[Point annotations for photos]
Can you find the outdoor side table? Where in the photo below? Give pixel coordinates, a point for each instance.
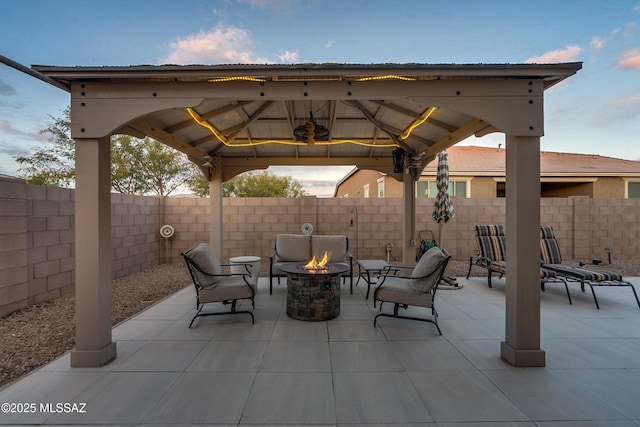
(367, 267)
(238, 267)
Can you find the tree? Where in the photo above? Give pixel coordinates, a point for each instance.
(52, 165)
(262, 184)
(252, 184)
(137, 166)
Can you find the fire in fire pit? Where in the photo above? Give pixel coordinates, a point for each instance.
(316, 264)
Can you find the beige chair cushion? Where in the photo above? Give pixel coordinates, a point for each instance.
(292, 247)
(423, 276)
(226, 289)
(399, 290)
(204, 257)
(336, 245)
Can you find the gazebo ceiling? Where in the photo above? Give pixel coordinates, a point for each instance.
(253, 116)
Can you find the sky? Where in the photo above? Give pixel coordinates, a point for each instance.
(597, 111)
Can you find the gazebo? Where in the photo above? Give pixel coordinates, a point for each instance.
(228, 119)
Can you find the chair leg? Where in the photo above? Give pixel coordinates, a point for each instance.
(594, 295)
(470, 265)
(635, 294)
(420, 319)
(568, 294)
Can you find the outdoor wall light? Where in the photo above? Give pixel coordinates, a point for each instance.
(398, 160)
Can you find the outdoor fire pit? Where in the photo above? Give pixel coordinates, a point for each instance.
(313, 292)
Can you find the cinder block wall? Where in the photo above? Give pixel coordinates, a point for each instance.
(37, 239)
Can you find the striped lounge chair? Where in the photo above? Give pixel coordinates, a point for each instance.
(492, 253)
(552, 259)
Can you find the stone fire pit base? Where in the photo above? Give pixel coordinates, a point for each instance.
(313, 297)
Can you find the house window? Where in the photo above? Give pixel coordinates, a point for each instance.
(633, 189)
(381, 188)
(430, 189)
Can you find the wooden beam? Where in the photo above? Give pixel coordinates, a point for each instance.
(162, 136)
(458, 135)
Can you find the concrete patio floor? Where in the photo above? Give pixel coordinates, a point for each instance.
(344, 372)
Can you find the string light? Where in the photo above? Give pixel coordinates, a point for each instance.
(198, 119)
(414, 125)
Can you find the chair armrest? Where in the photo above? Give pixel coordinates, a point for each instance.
(580, 262)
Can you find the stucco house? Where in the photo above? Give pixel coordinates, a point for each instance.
(479, 172)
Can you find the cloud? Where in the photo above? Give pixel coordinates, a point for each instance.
(276, 5)
(7, 90)
(630, 60)
(222, 45)
(597, 43)
(567, 55)
(629, 100)
(288, 57)
(7, 129)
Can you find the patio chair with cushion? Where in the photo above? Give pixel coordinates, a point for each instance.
(491, 251)
(213, 285)
(415, 289)
(552, 260)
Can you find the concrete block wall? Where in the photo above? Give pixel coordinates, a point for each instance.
(37, 237)
(37, 241)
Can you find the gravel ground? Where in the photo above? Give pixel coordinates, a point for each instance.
(36, 335)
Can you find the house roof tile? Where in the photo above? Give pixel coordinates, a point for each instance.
(474, 160)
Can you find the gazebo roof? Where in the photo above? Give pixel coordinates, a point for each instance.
(254, 116)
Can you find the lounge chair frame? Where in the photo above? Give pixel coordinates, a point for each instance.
(397, 273)
(552, 259)
(219, 280)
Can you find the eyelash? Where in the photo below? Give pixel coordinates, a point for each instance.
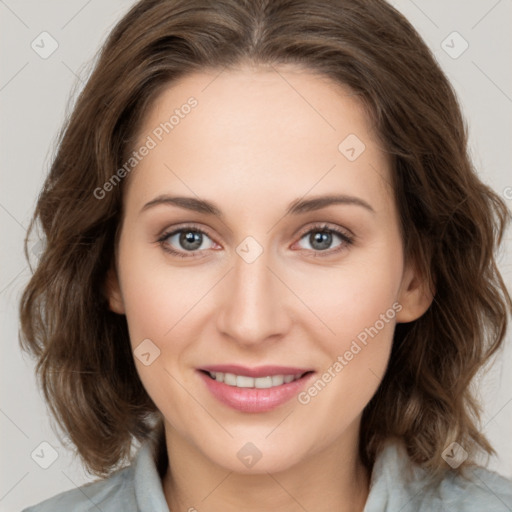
(347, 240)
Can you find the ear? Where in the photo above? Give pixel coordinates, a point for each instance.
(113, 292)
(415, 296)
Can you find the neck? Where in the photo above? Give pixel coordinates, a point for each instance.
(331, 479)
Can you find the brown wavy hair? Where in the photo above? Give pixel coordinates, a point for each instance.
(451, 223)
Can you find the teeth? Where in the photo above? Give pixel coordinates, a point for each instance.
(242, 381)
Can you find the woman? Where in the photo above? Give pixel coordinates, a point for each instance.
(269, 259)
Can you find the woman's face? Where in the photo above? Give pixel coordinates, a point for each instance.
(272, 280)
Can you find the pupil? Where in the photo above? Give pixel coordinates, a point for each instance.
(192, 238)
(322, 236)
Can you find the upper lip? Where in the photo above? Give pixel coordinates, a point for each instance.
(258, 371)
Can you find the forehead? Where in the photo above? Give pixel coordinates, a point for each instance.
(260, 131)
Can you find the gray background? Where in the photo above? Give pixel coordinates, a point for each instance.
(36, 93)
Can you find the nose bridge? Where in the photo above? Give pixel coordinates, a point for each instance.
(254, 307)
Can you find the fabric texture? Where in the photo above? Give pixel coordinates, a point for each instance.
(396, 485)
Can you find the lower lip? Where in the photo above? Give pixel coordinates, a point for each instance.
(254, 399)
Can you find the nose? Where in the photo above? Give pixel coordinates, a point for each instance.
(254, 304)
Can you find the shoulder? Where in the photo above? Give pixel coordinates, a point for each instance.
(131, 489)
(111, 494)
(398, 484)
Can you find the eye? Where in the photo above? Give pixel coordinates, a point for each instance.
(320, 239)
(191, 239)
(187, 238)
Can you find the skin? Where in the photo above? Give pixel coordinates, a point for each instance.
(258, 140)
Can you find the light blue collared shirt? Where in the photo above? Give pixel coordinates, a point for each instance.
(396, 485)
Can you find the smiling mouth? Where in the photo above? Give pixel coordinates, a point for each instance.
(244, 381)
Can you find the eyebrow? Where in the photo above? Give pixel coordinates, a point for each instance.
(296, 207)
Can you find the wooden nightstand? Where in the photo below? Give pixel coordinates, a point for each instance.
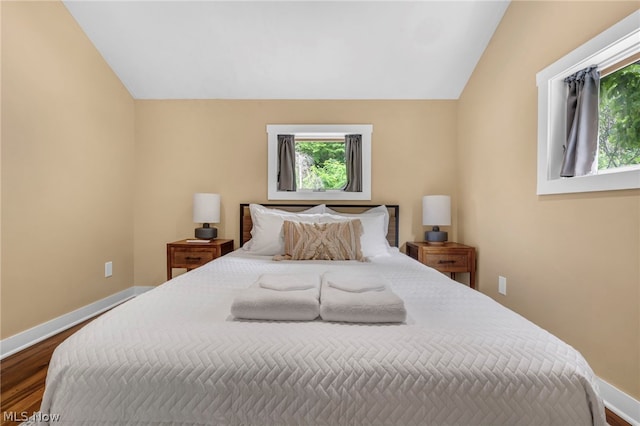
(181, 254)
(447, 257)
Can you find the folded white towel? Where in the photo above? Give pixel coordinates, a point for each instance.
(289, 282)
(382, 306)
(356, 283)
(259, 303)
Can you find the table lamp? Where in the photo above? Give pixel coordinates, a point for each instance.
(206, 210)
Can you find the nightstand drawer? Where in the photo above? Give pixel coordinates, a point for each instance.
(448, 262)
(189, 255)
(447, 257)
(187, 258)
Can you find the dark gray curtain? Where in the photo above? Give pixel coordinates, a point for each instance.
(286, 163)
(582, 123)
(353, 161)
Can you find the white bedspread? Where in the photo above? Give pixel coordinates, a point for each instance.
(174, 355)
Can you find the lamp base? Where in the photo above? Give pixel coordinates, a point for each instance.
(436, 236)
(206, 232)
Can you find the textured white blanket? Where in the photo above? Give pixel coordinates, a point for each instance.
(173, 356)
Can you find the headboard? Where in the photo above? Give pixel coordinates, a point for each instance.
(392, 233)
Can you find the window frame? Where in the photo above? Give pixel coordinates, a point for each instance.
(317, 131)
(611, 46)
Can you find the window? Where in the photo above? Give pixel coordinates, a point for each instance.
(320, 162)
(619, 118)
(619, 44)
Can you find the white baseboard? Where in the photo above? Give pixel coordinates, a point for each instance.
(23, 340)
(625, 406)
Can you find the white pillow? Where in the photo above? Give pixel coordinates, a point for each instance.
(373, 241)
(374, 210)
(266, 234)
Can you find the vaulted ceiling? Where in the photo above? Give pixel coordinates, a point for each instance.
(290, 49)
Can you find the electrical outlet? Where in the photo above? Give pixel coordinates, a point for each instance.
(502, 285)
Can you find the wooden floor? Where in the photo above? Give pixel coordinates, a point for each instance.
(22, 379)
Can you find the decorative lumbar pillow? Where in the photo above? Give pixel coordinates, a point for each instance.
(322, 241)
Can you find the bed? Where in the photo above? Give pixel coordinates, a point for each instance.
(175, 355)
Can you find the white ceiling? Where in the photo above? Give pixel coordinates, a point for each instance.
(290, 49)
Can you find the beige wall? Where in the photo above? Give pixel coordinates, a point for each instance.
(571, 261)
(221, 146)
(67, 168)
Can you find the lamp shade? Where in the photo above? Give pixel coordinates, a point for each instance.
(436, 210)
(206, 208)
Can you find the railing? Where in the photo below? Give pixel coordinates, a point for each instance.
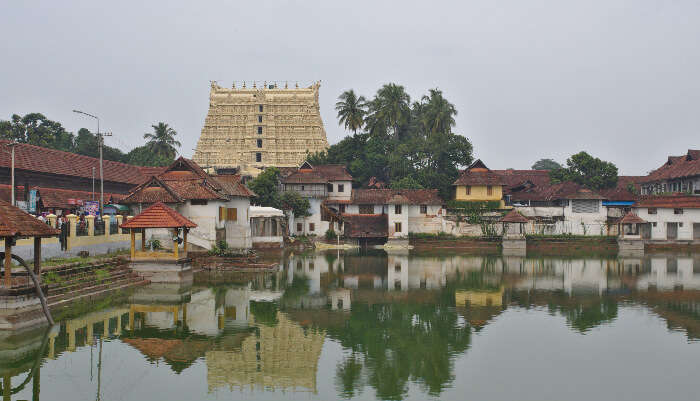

**STATED EXERCISE**
Can you swap "pixel coordinates" for "x-y coordinates" everywhere in the records above and write them out again with nothing else changed, leaving the pictures out?

**RESULT FOR THIS EXERCISE**
Can you find the outdoor side table? Where in the photo below? Give x-y coordinates, a point for each instance.
(367, 267)
(238, 267)
Can you find the tree? Where in the photo above? Give x-y coordinates, a point for each instance.
(52, 165)
(262, 184)
(252, 184)
(137, 166)
Can you find the fire in fire pit? Where in the photo above? Give x-y coordinates, a point for each instance.
(316, 264)
Can you find the beige chair cushion? Where in the photo above? Give x-y coordinates, a point for each instance.
(292, 247)
(423, 276)
(226, 289)
(399, 290)
(204, 257)
(336, 245)
Can you find the gazebo ceiling? Where in the photo above? Give x-y coordinates, a point for each instance.
(253, 116)
Can you find the sky? Where in the photo above? Give x-y coordinates, a point for each instance.
(597, 111)
Can you find the gazebo? Where in the photo above? Give x-y coordinates, a point for each instance.
(228, 119)
Can you find the chair leg? Where in the photo above? Give x-y coordinates, a point for each instance.
(594, 295)
(470, 265)
(635, 294)
(420, 319)
(568, 294)
Can you find the outdoor wall light? Where in the photo above? Give x-y coordinates, a point for each instance.
(398, 160)
Can you find the outdoor fire pit? Where in the photo above? Give x-y coordinates, a point for each instance.
(313, 292)
Can you find the cinder block wall? Where in the photo above? Give x-y coordinates, a point for each instance.
(37, 239)
Can you find the striped lounge chair? Where in the photo above? Give x-y coordinates, a point for each instance.
(492, 253)
(552, 259)
Can you find the stone fire pit base? Where in the photo above? Give x-y coordinates, a point for each instance.
(313, 297)
Can you find the house window? Where in the photo above? Give x-y coordinates, a point for each instance.
(633, 189)
(381, 188)
(430, 189)
Can you find the wooden beam? Where in the photo above? Give x-y coordinates, a point for each instance.
(162, 136)
(458, 135)
Can you find the concrete patio floor? Where in the photo above? Give x-y coordinates, a point for each instance.
(344, 372)
Can you find the string light? Where in the photo above? Give x-y coordinates, a point for each instance.
(198, 119)
(414, 125)
Can you find the chair armrest? Where in the photo above? Give x-y coordinates, a point for each instance.
(580, 262)
Can you find the stucco house? Where in the photo above? Give x-y coordinates, a point for each instance.
(479, 172)
Can you find the cloud? Where in the photo above? Give x-y coordinates, a point for each instance.
(276, 5)
(7, 90)
(630, 60)
(222, 45)
(597, 43)
(567, 55)
(629, 100)
(288, 57)
(7, 129)
Can you find the patio chair with cushion? Where in the photo above? Give x-y coordinates, a point for each instance.
(491, 251)
(213, 285)
(415, 289)
(552, 260)
Can you find the concrete block wall? Where in the photo above? Give x-y coordinates, a point for each instance.
(37, 237)
(37, 241)
Can you find the gravel ground? Where in the photo above? Give x-y coordinates, a point for each instance.
(36, 335)
Can you find the house roof tile? Where in the photo above? Give x-y coordinates, a point for each instance.
(474, 160)
Can you find the gazebo roof? Where in the photo above? Give x-y coordinates, a point for each instance.
(254, 116)
Can you find the lounge chair frame? Where in the photo above? Give x-y coordinates, a point for each instance.
(397, 273)
(552, 259)
(219, 280)
Can you find the eyelash? Where in the photo below? Give x-y coordinates, a point for each instance.
(347, 240)
Can you find the ear? Where in the photo above? Give x-y coordinates, a point for each instance.
(113, 292)
(415, 296)
Can you find the neck? Where in the photo above? Give x-y coordinates, a point for each instance.
(331, 479)
Can you find the brown wavy hair? Where in the photo above? Give x-y coordinates, a point for each instance.
(451, 223)
Can you find the teeth? Where in the photo above? Give x-y coordinates, a point for each instance.
(242, 381)
Can you find the woman? Where in the photo above? Give x-y coordinates, a point for each instance.
(269, 259)
Can you find the woman's face? Where in the photo above? Give x-y coordinates, a point for each instance.
(272, 280)
Can you find the pupil? Where in the photo above? Give x-y coordinates, a point for each instance.
(192, 238)
(322, 236)
Can you find the upper lip? Where in the photo above? Give x-y coordinates, a point for each instance.
(258, 371)
Can you find the forehead? Where in the photo above? Give x-y coordinates, a point for each instance.
(260, 131)
Can you find the gray background? Where in the photo above? Give x-y coordinates, a point for each instance.
(36, 93)
Can you find the nose bridge? Where in the photo above? Give x-y coordinates, a point for each instance.
(254, 307)
Can you find the fabric texture? Where in the photo above? Give x-y coordinates, a point for each instance.
(396, 485)
Can you find the lower lip? Where in the photo above? Give x-y coordinates, a point for each instance.
(254, 399)
Can you find the nose? Where in the photo above? Give x-y coordinates, a point for each instance.
(254, 304)
Can you find the shoulder? Where in the photo above? Give x-y coordinates, a point for each instance.
(131, 489)
(111, 494)
(398, 484)
Can you find the eye? Where in the photo above? Give x-y coordinates, a point for each instance.
(320, 239)
(191, 239)
(187, 238)
Can you find the skin? Where in the photo above? Give x-y coordinates, a point for each instance.
(258, 140)
Can you find the light blue collared shirt? Where in the photo above? Give x-y coordinates, a point for each instance.
(396, 485)
Can you find the smiling mouth? Where in the photo above? Give x-y coordinates, a point for each instance.
(244, 381)
Can you find the eyebrow? Where in the photo above? Give x-y coordinates, a point for each instance.
(296, 207)
Can you find the wooden nightstand? Where in the photo below? Give x-y coordinates, a point for each instance.
(181, 254)
(447, 257)
Can you find the folded white towel? Where in the photo above? Give x-y coordinates, a point for each instance.
(289, 282)
(382, 306)
(356, 283)
(259, 303)
Can you find the table lamp? Where in the photo above? Give x-y coordinates, a point for each instance.
(206, 210)
Can you find the nightstand drawer? Where in the photo above? Give x-y coordinates, a point for each instance.
(448, 262)
(189, 255)
(447, 257)
(187, 258)
Can you find the dark gray curtain? Where in the photo above? Give x-y coordinates, a point for each instance.
(286, 163)
(582, 123)
(353, 161)
Can you find the white bedspread? Where in the photo above? Give x-y coordinates, a point for each instance.
(174, 355)
Can you find the lamp base? Where in the photo above? Give x-y coordinates, a point for each instance.
(436, 236)
(206, 232)
Can you find the textured white blanket? Where in the photo above? Give x-y coordinates, a point for each instance.
(173, 356)
Can you find the headboard? Where in the photo above? Give x-y coordinates, a point for each instance.
(392, 233)
Can you find the window frame? Where in the photo above? Give x-y coordinates, a point for each instance.
(317, 131)
(611, 46)
Can you find the window? Where in the photo above? Give x-y coordinates, a point for each instance.
(320, 162)
(619, 118)
(619, 44)
Can you find the white baseboard? Where in the photo above? Give x-y coordinates, a point for each instance.
(23, 340)
(625, 406)
Can you find the white pillow? Where in the photo above? Give x-y coordinates, a point for each instance.
(373, 241)
(374, 210)
(266, 234)
Can you find the vaulted ceiling? Where in the photo above? Give x-y coordinates, a point for each instance.
(290, 49)
Can you find the electrical outlet? Where in the photo above? Give x-y coordinates, a point for each instance.
(502, 285)
Can you find the wooden floor? Where in the photo above? Give x-y coordinates, a point for each instance.
(22, 379)
Can you find the decorative lumbar pillow? Where in the photo above? Give x-y coordinates, a point for each instance.
(322, 241)
Can you find the bed? Where in the photo above? Give x-y coordinates, a point for each instance.
(175, 355)
Can you find the white ceiling? Where in the photo above? Give x-y coordinates, a point for each instance.
(290, 49)
Can you find the beige wall? Where in the photo above? Give x-y coordinates, a point for each instance.
(571, 261)
(221, 146)
(67, 168)
Can you find the lamp shade? Where in the photo above? Give x-y coordinates, a point for each instance.
(436, 210)
(206, 208)
Can you find the railing? Where in the photo below? Give x-y coordinates, a point for each instance.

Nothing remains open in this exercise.